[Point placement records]

— START —

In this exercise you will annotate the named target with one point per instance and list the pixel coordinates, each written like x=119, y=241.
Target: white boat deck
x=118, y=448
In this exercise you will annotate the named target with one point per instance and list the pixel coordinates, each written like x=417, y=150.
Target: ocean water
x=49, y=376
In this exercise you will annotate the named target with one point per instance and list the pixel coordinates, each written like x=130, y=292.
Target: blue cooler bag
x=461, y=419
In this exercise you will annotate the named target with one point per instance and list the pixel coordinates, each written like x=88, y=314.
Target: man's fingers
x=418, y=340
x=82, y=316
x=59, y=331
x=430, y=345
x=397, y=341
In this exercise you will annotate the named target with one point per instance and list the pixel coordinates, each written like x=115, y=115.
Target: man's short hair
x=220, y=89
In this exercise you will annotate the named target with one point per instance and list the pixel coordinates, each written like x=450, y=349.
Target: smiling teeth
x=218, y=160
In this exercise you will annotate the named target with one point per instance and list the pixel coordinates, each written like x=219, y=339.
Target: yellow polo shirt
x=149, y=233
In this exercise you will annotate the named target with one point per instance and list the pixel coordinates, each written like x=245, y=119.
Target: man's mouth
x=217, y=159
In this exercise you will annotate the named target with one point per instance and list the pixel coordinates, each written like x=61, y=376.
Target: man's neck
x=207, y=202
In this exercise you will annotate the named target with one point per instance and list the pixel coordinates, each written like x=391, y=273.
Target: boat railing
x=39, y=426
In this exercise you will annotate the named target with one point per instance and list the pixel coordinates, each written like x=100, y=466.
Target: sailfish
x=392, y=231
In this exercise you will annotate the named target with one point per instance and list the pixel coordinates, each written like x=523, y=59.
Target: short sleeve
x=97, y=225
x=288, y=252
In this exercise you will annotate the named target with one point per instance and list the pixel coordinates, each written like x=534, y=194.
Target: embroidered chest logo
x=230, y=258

— END —

Do this:
Reproduce the material without any changes, from the line containing "like x=450, y=349." through the line containing "x=392, y=231", including both of those lines.

Expected answer:
In this exercise you will annotate the named target with one point per instance and list the pixel coordinates, each written like x=450, y=349.
Target: smiling teeth
x=218, y=160
In this exercise you will annotate the named target with one point per instance and list the pixel coordinates, each written like x=219, y=339.
Target: yellow polo shirt
x=149, y=233
In this exercise you will annotate the named target with one point per instance and list the pixel coordinates, each written like x=245, y=119.
Target: man's mouth
x=217, y=159
In this exercise you will annotate the named target with one point per instance and list the pixel coordinates, each written like x=61, y=376.
Target: man's neck
x=207, y=202
In this exercise you will annotate the named target with one point per instance and list the pixel coordinates, each written like x=391, y=273.
Target: boat railing
x=39, y=426
In this exercise you will annotate the named target with one point per instance and list the pixel coordinates, each written like x=100, y=466.
Target: sailfish
x=392, y=231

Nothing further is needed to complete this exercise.